* [SOURCE EXCERPT]:

━━━━

Dear Kids: Day 8 March Slice of Life Challenge

My Two Writing Teachers colleagues and I are hosting the 13th Annual March Slice of Life Story Challenge, in which hundreds of teachers participate in posting a story per day.

Dear Kids,

When I was a kid, the TV was always on in the house where I grew up, Grandma and Grandpa’s house. There would be soccer games playing nonstop on the television in the living room, which us kids (me, and your aunt and uncle) were strictly not allowed to touch. Oprah or Donahue would always be on the tiny TV in the kitchen, and the news would be blaring from the television downstairs in the den.

I hated it. It was always so noisy. It was stressful. Television shows aren’t only noisy - they are filled with violence, competition, people yelling at each other, negative messages about body image and relationships — and commercials. So many commercials.

━━━━

* [RECORDS]:
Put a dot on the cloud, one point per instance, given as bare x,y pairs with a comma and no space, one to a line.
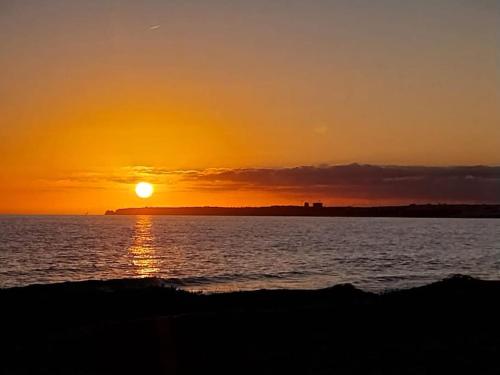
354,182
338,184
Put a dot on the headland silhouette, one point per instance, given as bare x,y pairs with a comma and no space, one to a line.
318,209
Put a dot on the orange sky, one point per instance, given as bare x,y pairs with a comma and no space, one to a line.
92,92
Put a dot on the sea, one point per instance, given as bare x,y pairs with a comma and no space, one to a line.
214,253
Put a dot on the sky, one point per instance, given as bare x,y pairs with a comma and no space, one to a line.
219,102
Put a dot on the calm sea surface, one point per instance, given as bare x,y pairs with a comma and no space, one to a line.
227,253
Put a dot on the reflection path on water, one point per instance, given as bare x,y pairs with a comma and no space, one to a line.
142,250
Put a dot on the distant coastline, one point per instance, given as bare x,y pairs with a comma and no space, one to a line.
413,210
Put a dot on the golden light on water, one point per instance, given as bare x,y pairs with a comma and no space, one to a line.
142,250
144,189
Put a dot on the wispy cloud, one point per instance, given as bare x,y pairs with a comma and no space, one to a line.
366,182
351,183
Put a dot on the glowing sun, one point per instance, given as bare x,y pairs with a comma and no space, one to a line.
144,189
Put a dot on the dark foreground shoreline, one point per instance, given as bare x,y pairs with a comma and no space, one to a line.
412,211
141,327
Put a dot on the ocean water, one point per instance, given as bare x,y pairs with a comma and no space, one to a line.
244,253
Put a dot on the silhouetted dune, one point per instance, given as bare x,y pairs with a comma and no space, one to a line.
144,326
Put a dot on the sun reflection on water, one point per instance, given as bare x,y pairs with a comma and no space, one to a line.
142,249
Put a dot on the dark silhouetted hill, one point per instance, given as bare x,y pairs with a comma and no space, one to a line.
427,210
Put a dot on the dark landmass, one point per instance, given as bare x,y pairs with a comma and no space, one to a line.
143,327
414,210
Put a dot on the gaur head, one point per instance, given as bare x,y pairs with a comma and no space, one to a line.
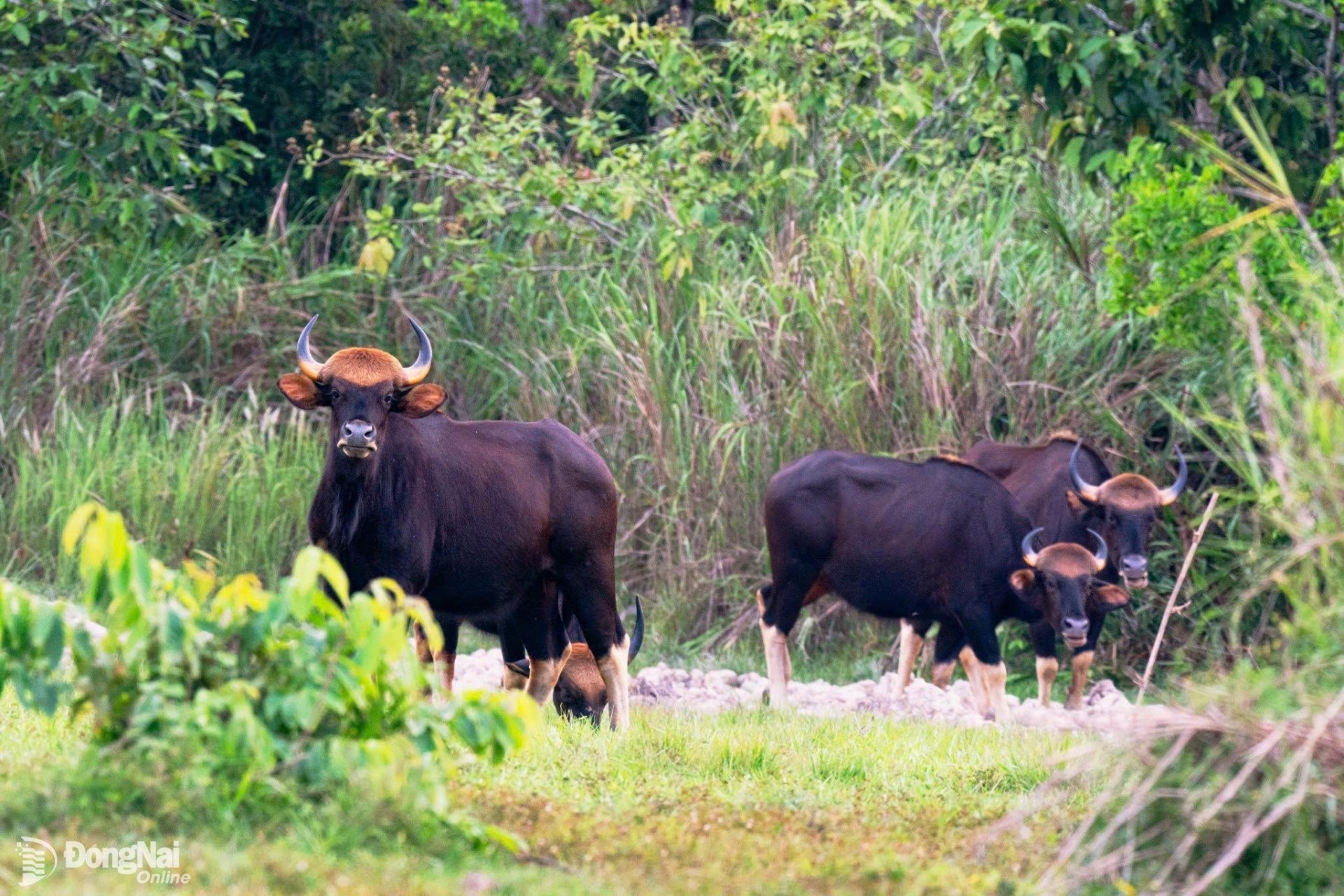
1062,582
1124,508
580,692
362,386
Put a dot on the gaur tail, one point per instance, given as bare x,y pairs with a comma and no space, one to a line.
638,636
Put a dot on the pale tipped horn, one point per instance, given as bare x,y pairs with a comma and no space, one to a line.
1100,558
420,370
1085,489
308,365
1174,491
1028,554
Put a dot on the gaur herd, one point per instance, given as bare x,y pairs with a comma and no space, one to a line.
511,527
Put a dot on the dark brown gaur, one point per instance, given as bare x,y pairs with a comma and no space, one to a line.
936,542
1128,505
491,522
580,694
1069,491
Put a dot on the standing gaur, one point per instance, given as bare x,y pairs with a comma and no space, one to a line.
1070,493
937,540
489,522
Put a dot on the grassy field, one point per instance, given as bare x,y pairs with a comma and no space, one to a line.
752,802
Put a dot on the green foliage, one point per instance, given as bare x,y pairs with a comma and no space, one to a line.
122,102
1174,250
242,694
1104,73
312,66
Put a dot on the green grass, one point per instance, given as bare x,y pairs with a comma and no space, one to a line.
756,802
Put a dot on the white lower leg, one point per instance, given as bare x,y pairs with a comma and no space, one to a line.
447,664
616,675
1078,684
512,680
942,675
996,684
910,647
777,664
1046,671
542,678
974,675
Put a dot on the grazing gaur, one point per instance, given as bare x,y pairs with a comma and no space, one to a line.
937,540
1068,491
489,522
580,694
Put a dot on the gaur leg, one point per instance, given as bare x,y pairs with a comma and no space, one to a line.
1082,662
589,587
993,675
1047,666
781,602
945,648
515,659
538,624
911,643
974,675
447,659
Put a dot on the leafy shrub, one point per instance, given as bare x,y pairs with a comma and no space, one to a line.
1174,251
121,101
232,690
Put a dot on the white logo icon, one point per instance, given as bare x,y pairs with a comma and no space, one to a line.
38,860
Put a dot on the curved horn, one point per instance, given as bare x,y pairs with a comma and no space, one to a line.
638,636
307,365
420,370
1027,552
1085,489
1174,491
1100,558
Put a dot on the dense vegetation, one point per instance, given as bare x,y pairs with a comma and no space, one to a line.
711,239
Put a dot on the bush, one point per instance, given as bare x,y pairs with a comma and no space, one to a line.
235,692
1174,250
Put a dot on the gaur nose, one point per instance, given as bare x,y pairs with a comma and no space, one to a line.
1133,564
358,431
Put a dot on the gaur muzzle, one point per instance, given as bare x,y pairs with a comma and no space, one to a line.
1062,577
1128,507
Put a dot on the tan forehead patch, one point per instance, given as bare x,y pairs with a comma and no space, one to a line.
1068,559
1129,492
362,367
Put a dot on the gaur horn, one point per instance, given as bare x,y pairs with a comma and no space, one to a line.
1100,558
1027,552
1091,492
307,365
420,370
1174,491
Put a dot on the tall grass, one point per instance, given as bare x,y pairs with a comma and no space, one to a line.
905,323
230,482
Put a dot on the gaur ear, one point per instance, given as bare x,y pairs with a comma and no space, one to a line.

━━━━

* [PROBLEM DETAILS]: Extend the "Dear Kids" letter about the always-on television, picking up right after its last sentence.

* [TASK RESPONSE]:
One night, when I was about 14 or 15 years old, I sat at the desk in the downstairs den to try to do my homework while the rest of the family watched a movie - I think the movie was Beethoven’s 2nd. (Sidenote: both of you would love the Beethoven movies, but that’s another story). The only computer in our house was at that desk and I needed to type a report, so there was nowhere else for me to go to do my work. The noise of the movie seemed to get louder and louder, the harder I tried to concentrate. I clicked away at the keyboard, but I couldn’t focus. I asked my parents to turn down the movie volume, and they did, but it didn’t make any difference for me. Finally, I started to cry out of frustration. Then, because I was a teenager and not a very good communicator, I wound up in a gigantic argument with my dad, your Grandpa. Instead of turning off the movie, he banished me from the computer. The more I argued, the more impatient with me he became. Eventually, I stomped up the stairs to my bedroom and handwrote my assignment instead of typing it.

To this day I can’t work with a TV or radio going. I hate the sound of a TV on in another room, and I can’t stand it when television is just on in the background with nobody watching it. For a long, long time I didn’t even own a television at all. In fact, your dad and I didn’t buy a television until we moved here, to our house in Vermont, when Lily was almost four years old. As you know, our TV is in the basement, and we don’t watch it much. We consider watching a show or a movie a special treat — like candy, or juice boxes.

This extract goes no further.